DIRECTION:
Reproduce exactly the lines below, starting with the line that contains "Guideline: put one point on each instance of the pale" and ending with the last line of the records, both included, and nothing else.

===== RECORDS

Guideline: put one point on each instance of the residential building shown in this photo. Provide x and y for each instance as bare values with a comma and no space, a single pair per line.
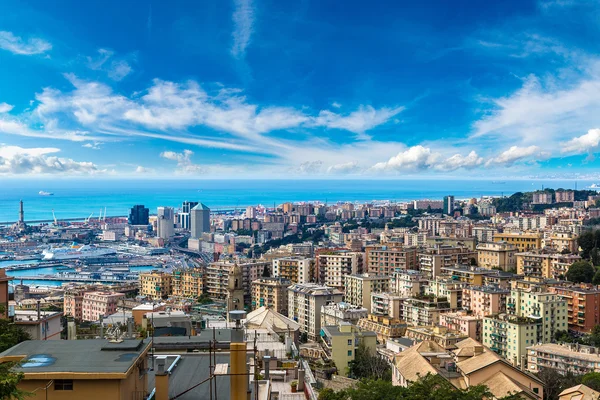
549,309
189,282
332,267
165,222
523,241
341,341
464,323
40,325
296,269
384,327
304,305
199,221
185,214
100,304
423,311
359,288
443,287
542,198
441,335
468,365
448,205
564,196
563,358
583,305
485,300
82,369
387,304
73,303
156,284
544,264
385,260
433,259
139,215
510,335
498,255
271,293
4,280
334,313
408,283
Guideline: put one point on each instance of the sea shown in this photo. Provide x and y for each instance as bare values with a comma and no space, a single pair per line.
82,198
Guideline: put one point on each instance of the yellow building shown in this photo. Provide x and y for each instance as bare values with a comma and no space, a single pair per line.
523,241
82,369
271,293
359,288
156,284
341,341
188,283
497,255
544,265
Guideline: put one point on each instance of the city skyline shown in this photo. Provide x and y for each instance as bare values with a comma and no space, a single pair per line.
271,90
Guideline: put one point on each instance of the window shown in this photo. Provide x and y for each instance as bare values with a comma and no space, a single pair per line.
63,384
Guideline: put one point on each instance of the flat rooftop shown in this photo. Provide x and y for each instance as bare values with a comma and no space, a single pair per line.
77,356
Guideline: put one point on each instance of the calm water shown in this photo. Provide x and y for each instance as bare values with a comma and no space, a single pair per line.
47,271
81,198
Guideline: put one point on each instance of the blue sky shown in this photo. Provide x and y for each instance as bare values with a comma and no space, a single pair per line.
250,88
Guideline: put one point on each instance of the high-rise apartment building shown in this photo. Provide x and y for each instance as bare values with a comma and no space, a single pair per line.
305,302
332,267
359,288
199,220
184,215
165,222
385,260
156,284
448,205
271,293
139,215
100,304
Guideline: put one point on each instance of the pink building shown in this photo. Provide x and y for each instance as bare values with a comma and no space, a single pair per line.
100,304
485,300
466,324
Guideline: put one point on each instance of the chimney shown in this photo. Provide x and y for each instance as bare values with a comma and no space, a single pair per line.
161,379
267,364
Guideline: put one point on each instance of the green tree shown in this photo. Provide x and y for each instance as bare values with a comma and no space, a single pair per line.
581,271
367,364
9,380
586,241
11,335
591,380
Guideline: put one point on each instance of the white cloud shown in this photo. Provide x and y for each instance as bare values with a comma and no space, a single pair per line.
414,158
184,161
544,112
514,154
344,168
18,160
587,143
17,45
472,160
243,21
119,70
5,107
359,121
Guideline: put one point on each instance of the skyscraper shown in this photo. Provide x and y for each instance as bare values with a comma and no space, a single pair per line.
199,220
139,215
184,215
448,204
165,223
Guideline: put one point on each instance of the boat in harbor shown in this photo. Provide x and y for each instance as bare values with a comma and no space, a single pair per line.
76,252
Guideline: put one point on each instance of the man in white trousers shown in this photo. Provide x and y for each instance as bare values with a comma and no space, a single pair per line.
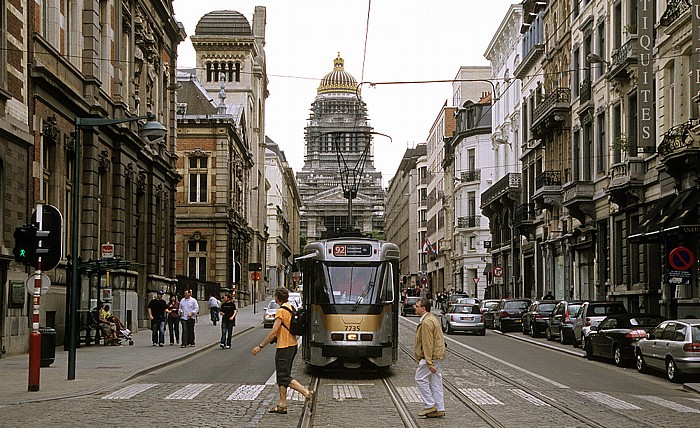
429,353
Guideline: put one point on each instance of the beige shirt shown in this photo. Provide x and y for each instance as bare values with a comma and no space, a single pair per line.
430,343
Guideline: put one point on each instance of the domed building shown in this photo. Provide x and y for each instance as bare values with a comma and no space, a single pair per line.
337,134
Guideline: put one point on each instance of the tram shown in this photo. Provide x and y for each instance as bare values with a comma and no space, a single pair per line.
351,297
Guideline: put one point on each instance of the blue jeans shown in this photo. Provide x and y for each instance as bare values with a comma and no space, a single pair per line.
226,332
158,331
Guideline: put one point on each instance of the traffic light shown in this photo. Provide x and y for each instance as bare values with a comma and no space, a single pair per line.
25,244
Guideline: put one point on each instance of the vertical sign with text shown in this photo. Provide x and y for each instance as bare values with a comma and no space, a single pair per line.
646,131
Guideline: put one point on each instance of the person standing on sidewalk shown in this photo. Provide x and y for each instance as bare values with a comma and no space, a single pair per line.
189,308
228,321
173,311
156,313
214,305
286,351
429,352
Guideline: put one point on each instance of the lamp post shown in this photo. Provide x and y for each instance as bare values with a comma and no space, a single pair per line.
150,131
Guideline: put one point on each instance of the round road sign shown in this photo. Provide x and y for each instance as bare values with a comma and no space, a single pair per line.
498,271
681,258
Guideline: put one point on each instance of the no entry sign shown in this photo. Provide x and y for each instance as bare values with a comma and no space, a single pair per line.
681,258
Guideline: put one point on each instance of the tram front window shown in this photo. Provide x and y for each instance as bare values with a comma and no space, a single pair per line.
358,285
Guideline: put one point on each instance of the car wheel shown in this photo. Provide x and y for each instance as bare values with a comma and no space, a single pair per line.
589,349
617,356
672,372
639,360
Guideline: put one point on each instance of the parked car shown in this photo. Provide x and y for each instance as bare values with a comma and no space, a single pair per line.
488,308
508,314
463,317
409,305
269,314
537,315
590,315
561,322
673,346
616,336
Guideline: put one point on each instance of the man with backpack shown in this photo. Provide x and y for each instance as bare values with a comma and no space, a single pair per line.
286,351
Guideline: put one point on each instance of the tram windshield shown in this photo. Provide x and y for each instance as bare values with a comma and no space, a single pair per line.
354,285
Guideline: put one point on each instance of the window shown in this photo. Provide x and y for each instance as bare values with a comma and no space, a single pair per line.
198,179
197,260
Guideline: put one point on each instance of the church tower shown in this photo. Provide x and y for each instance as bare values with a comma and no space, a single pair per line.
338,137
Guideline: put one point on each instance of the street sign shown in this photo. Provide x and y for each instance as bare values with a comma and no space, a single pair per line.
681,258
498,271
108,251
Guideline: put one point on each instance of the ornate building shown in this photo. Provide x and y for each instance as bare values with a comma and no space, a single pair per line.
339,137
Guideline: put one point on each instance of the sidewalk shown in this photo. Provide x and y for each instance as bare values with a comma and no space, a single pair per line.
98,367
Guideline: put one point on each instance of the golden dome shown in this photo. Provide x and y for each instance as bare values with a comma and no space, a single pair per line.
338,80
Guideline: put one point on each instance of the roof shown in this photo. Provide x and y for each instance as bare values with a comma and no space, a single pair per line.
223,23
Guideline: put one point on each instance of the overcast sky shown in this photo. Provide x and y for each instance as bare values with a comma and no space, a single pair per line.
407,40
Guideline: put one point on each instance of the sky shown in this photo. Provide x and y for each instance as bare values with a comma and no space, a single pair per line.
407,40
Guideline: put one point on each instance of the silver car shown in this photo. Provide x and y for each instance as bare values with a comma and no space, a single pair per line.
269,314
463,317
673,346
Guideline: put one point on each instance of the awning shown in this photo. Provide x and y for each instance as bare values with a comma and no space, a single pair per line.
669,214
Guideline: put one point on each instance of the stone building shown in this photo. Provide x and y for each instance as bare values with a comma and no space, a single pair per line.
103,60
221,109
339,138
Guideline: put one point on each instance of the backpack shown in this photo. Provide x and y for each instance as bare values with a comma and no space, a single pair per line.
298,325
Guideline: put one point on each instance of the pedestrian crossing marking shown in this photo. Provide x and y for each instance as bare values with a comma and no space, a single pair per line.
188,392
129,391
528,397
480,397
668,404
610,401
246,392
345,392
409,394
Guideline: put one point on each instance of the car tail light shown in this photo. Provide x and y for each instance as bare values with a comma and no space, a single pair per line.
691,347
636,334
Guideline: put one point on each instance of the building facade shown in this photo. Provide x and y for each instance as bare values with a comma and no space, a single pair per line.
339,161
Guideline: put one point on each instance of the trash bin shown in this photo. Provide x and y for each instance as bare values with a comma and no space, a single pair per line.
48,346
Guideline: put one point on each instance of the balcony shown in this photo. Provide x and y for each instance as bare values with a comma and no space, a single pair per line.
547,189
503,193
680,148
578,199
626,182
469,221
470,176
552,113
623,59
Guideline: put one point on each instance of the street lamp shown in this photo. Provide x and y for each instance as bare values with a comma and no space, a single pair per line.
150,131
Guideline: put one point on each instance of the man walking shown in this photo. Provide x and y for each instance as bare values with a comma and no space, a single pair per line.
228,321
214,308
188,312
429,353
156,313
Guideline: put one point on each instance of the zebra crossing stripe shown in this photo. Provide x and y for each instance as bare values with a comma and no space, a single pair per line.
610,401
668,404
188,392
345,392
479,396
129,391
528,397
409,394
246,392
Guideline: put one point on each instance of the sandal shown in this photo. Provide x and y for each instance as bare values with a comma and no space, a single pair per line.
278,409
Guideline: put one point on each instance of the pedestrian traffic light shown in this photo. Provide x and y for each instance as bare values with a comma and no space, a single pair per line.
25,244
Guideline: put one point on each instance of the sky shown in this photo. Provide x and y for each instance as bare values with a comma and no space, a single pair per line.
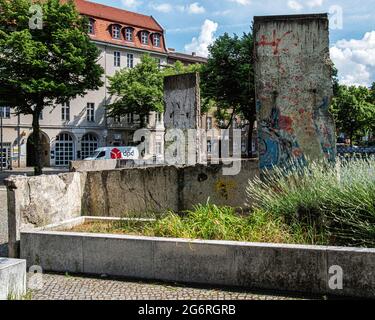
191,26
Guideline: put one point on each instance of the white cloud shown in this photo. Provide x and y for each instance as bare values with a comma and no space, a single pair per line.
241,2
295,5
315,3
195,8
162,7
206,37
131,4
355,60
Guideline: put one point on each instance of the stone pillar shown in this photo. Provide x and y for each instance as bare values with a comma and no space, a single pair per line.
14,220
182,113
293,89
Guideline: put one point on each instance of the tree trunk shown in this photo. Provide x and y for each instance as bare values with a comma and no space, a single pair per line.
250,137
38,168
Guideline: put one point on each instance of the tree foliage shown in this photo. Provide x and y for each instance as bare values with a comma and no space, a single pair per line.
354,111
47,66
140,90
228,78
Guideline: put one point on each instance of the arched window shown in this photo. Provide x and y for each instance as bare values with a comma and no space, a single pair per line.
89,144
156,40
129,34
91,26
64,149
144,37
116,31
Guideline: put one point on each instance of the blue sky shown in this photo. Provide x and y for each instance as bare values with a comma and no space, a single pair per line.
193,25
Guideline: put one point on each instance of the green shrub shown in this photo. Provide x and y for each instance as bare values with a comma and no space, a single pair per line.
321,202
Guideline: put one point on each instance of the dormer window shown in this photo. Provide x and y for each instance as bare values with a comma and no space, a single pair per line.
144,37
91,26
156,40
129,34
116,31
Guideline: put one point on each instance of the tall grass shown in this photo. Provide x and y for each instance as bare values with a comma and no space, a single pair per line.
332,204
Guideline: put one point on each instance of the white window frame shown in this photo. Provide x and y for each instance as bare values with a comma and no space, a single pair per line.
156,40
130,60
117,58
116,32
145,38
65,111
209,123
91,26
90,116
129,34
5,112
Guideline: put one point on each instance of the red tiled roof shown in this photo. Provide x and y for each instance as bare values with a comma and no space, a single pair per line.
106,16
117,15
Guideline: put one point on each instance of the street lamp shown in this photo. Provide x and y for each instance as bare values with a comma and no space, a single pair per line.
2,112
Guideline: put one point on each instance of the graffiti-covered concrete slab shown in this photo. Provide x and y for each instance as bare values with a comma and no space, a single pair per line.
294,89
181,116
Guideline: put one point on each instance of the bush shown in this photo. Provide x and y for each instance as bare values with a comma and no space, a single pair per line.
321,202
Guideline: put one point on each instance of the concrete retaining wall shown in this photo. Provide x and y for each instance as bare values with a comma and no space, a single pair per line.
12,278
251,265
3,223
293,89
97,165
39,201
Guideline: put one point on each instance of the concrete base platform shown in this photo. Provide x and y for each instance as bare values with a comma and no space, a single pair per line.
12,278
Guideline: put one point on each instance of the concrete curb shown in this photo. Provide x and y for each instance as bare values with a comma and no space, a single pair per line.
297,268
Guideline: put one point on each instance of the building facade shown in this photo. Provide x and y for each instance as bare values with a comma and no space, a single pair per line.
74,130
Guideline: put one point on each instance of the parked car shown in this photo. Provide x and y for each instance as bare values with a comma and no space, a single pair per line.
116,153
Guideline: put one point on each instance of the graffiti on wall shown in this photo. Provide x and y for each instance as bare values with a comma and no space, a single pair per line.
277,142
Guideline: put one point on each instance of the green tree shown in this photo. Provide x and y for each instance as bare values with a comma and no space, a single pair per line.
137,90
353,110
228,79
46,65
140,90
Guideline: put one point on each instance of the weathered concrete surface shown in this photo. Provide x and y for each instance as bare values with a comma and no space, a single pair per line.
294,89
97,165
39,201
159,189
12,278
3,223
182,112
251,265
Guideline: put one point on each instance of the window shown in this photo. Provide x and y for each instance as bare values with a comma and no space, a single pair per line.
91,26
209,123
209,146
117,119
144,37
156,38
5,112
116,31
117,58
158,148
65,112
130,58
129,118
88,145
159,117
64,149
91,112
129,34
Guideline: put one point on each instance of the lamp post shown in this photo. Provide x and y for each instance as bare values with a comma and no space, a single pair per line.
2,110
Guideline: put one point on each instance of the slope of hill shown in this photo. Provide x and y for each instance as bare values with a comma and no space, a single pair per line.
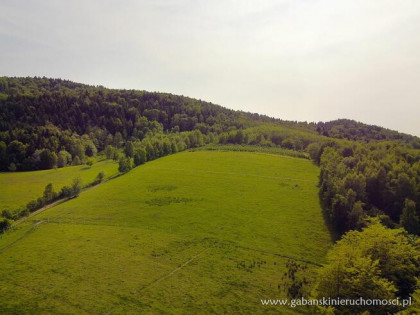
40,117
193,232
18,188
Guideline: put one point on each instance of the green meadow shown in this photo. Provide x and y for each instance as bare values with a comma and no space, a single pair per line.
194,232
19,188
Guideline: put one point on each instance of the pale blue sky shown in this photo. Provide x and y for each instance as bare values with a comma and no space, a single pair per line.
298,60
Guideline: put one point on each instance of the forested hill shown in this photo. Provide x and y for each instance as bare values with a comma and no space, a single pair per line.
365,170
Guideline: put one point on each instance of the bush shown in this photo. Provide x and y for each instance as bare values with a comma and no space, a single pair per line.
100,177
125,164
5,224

==========

RESULT BELOW:
Guideline: put one point on each instance of the pale blue sky shown in this photo. Provide x and y for each instance as bare values with a comma and no space, a single pair per line.
298,60
Guideline: put one point on each instance of the forested hill shown in this photo. Provide x and y for each instance as bare values with a comma and no space, a single pair per line.
365,170
Guideline: put one point on each instance of the bush shown in this photo. Provide x and y for each instance as bare values with a comma and no space, a single pair per line.
100,177
125,164
5,224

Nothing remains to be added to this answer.